» **Exercise brief**:
Reproduce the data below word for word, leaving out the pictures.

##########

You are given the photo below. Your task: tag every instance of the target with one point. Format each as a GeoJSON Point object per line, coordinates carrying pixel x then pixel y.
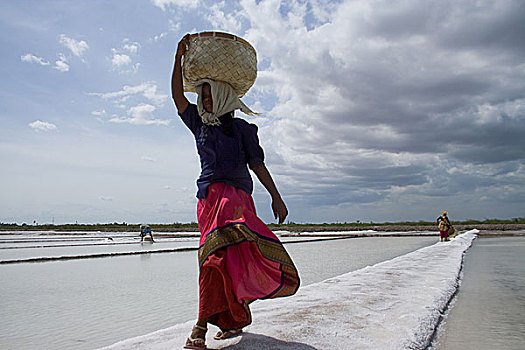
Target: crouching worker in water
{"type": "Point", "coordinates": [444, 225]}
{"type": "Point", "coordinates": [144, 231]}
{"type": "Point", "coordinates": [240, 259]}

##########

» **Finished answer**:
You are given the photo below. Your task: tag every instance of the target with one point. Format each as a GeoJSON Point object per line, coordinates carrying pixel x then pixel y.
Target: crouching worker in water
{"type": "Point", "coordinates": [444, 225]}
{"type": "Point", "coordinates": [144, 231]}
{"type": "Point", "coordinates": [240, 259]}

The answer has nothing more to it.